• [WHAT THIS EXERCISE ASKS]
• 1. In the passage on memory tools and failure modes, what type of tool is Mem0 listed as?
• 2. From the passage on memory tools and failure modes, quote the text from "Lost information at" up to and including "of window position.".
• 3. Summarize the passage on memory tools and failure modes in three sentences.

• [GIVEN PASSAGE]
· · · ·

What to Store — The Memory Selection Problem
Memory Libraries and Tools
| Tool | Type | Best for |
|---|---|---|
| LangChain Memory | Library (Python) | Quick implementation of buffer, summary, and vector memory; integrates with LangChain chains |
| LangGraph Checkpointing | State graph (Python) | Persistent graph state across turns and sessions; production agentic systems |
| Mem0 | Managed memory service | Cross-session personalised memory with automatic extraction and retrieval |
| Redis | In-memory store | Session state (working memory), short-term buffer with TTL; also supports vector search (RedisVL) |
| Pinecone / Qdrant / pgvector | Vector database | Semantic long-term memory retrieval; episodic and semantic memory stores |
Failure Modes
Context window overflow mid-conversation
When the combined prompt + history + new message exceeds the model's context limit, the API throws an error — or silently truncates from the beginning. Always implement a token counter and a truncation/summarisation trigger before you hit the limit.
Lost information at window boundary
Sliding window memory drops the oldest messages. If the user stated a key constraint at turn 2 and you are at turn 25 with a window of 15, that constraint is gone. Solution: extract key constraints into a pinned “user context” block always included regardless of window position.

· · · ·

• [DATASET]
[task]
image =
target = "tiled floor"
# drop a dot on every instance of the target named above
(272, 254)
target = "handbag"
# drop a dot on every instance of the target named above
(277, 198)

· · · ·

• [RESULTS BY TASK]
• 1. A managed memory service.

• 2.
Lost information at window boundary
Sliding window memory drops the oldest messages. If the user stated a key constraint at turn 2 and you are at turn 25 with a window of 15, that constraint is gone. Solution: extract key constraints into a pinned “user context” block always included regardless of window position.

• 3. Tools for memory include LangChain Memory, LangGraph Checkpointing, Mem0, Redis, and vector databases such as Pinecone, Qdrant and pgvector. If the prompt, history and new message exceed the model's context limit, the API throws an error or silently truncates from the beginning, so a token counter and a truncation or summarization trigger should be in place before the limit is reached. Sliding window memory drops the oldest messages and can lose early constraints, which can be kept by extracting them into a pinned "user context" block that is always included.